» **Task directions**
In the material below, repeat only the lines from the one that holds "Objective — for every instance of the sandy" through the final line, exactly as they stand.

» **Data supplied**

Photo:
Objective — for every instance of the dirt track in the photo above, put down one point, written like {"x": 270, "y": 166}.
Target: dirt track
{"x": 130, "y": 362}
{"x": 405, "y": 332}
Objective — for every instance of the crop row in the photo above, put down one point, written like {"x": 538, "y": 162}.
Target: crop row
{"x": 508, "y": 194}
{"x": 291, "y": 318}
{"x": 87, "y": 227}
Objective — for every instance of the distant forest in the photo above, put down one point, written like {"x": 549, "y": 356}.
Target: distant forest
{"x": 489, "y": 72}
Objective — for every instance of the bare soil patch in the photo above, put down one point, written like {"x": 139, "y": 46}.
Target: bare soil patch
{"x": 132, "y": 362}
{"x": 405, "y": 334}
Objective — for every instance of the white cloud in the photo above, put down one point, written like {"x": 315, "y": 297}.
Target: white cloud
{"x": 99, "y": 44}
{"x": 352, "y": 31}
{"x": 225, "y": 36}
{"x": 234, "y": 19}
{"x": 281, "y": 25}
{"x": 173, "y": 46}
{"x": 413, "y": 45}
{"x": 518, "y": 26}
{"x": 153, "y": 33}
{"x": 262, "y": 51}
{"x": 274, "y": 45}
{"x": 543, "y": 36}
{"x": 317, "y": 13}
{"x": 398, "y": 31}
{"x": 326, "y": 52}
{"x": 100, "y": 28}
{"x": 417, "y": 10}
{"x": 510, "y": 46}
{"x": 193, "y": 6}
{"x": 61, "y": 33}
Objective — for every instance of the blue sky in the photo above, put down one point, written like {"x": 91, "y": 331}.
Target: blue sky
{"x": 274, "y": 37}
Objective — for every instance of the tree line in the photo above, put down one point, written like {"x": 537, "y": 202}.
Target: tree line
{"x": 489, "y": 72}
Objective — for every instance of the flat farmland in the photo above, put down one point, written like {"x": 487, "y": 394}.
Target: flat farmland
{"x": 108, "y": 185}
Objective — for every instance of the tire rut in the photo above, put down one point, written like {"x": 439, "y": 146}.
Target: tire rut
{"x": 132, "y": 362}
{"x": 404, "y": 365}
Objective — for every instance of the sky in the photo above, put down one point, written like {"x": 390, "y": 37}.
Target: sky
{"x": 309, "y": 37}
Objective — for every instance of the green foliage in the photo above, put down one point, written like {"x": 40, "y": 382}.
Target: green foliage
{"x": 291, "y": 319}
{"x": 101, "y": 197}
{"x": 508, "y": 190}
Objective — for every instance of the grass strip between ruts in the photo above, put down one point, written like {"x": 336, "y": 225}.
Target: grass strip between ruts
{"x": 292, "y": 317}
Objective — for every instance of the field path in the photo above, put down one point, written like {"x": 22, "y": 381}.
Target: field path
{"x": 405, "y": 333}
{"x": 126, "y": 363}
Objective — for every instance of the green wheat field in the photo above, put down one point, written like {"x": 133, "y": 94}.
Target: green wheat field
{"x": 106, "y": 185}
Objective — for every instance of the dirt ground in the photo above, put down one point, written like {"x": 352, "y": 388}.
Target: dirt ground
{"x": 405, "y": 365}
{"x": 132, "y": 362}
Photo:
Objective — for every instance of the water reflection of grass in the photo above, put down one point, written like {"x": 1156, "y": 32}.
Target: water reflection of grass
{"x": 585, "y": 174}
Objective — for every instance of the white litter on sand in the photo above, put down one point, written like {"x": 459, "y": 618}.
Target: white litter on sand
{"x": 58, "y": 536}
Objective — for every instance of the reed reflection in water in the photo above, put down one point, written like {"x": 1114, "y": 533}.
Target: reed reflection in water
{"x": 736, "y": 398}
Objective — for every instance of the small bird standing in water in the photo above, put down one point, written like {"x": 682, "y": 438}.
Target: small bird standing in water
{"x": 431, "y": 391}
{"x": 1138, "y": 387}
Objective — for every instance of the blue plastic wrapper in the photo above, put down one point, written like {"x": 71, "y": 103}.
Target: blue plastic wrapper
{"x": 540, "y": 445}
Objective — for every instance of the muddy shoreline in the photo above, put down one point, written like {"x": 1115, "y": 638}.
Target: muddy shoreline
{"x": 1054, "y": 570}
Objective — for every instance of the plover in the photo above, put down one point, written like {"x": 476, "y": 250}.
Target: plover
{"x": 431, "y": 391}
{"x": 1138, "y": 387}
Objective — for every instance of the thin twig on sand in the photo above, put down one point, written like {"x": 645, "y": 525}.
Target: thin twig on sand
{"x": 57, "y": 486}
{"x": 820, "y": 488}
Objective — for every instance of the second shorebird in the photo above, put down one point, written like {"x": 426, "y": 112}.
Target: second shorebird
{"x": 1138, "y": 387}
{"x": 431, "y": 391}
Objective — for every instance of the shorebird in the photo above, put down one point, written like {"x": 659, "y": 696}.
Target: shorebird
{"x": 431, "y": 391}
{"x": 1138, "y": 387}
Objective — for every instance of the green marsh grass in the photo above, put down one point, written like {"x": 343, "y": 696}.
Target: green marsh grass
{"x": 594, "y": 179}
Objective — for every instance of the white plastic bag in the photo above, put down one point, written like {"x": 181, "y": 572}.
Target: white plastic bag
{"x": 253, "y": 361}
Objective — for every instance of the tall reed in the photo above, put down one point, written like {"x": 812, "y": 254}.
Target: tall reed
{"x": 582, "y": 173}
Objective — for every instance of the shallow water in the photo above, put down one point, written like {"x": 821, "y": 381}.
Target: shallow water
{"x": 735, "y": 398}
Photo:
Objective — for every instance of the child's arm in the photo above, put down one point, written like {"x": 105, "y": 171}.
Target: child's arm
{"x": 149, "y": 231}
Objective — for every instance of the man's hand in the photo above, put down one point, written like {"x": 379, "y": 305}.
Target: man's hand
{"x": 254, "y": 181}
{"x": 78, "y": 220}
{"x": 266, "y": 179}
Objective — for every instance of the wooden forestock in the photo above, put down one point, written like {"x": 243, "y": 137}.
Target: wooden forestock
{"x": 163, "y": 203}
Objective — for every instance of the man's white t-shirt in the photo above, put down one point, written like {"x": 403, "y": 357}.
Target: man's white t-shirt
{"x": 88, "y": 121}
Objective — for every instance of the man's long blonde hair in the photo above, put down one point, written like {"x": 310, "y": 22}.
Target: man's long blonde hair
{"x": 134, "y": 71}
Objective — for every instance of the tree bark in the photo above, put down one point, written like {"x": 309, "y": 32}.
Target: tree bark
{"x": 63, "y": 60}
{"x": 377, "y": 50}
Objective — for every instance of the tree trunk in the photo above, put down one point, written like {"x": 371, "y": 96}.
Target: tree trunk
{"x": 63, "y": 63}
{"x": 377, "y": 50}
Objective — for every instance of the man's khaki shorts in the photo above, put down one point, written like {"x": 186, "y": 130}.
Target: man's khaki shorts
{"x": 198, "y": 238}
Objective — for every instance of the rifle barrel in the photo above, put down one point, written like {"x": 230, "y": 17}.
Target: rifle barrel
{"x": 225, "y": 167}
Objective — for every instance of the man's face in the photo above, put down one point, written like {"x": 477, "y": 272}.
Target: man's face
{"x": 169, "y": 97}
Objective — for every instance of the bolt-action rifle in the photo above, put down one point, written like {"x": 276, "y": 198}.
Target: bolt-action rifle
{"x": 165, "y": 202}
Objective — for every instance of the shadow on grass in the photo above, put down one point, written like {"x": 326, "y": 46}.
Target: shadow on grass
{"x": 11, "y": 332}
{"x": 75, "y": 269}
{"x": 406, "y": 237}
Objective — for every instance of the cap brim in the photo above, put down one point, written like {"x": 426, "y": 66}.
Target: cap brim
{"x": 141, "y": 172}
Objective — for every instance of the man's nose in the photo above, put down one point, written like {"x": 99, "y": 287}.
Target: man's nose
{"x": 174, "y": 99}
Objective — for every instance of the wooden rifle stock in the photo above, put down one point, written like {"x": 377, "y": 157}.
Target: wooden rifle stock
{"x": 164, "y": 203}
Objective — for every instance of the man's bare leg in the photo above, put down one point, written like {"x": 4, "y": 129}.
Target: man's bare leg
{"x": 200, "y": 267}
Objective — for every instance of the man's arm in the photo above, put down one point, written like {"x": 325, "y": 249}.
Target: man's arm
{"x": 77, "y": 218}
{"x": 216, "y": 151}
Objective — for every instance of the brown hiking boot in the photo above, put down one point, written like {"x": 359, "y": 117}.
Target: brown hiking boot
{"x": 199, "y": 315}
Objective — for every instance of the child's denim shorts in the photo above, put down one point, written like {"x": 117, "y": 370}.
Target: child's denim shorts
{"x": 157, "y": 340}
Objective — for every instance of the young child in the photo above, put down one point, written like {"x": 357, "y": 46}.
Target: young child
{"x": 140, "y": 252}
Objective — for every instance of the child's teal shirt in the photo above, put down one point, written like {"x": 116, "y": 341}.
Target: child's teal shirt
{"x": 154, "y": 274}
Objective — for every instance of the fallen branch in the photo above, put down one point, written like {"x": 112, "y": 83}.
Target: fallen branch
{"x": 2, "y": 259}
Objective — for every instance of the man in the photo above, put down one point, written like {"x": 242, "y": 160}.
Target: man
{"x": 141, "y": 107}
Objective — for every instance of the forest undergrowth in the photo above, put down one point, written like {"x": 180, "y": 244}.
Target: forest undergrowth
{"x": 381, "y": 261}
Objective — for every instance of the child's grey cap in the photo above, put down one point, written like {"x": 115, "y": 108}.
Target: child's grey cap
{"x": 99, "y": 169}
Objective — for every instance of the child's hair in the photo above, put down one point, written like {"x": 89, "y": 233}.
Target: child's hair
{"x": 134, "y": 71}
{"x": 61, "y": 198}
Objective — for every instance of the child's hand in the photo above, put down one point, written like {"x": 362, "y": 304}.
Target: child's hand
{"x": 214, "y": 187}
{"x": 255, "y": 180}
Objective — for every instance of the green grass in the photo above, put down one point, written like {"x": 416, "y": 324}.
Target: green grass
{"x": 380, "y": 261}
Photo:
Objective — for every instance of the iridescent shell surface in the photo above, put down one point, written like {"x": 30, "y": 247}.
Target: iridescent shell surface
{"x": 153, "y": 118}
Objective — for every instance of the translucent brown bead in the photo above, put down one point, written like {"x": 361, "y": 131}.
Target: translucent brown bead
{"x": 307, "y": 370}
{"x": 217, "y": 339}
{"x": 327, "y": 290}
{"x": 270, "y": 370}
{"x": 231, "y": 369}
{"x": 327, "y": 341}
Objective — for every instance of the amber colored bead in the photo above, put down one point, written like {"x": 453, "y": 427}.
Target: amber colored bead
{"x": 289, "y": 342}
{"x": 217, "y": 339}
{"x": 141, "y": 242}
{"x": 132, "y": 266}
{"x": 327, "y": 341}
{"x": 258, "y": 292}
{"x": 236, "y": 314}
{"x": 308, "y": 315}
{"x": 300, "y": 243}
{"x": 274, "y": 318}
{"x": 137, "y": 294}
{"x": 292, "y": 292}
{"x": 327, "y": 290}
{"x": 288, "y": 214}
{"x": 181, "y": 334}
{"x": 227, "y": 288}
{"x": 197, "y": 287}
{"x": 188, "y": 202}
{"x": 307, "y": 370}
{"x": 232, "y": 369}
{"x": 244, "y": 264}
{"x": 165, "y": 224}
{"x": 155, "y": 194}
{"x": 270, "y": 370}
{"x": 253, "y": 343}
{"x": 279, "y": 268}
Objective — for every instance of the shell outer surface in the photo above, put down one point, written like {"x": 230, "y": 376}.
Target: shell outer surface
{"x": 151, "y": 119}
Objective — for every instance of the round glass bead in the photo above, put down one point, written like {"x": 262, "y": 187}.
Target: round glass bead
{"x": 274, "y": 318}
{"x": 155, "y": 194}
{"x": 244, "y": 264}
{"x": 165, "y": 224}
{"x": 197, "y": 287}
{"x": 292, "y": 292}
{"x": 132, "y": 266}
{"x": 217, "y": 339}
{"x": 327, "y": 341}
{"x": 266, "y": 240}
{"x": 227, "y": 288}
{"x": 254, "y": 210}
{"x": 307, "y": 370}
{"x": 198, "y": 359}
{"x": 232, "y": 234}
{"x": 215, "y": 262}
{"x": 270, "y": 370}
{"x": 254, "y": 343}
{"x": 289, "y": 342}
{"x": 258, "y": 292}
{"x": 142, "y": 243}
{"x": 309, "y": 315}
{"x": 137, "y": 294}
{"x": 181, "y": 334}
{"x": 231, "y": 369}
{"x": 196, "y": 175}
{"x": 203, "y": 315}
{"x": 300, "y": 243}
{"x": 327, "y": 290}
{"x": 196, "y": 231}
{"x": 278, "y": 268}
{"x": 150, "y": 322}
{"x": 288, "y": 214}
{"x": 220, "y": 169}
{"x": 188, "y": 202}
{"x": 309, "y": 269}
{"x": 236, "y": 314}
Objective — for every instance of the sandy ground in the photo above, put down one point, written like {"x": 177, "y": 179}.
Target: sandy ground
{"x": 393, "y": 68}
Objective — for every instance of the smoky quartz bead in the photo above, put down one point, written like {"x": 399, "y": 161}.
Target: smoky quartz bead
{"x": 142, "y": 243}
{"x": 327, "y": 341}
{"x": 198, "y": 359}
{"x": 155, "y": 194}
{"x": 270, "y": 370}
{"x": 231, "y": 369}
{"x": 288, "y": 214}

» **Task response**
Objective — for every instance of the sandy ground in the photo above, put down one point, written like {"x": 177, "y": 179}.
Target: sandy ground
{"x": 393, "y": 68}
Objective — for every instance of the smoky quartz bead in the photo above, put down one point, written like {"x": 399, "y": 161}.
Target: smoky quartz bead
{"x": 142, "y": 243}
{"x": 327, "y": 341}
{"x": 198, "y": 359}
{"x": 155, "y": 194}
{"x": 270, "y": 370}
{"x": 231, "y": 369}
{"x": 288, "y": 214}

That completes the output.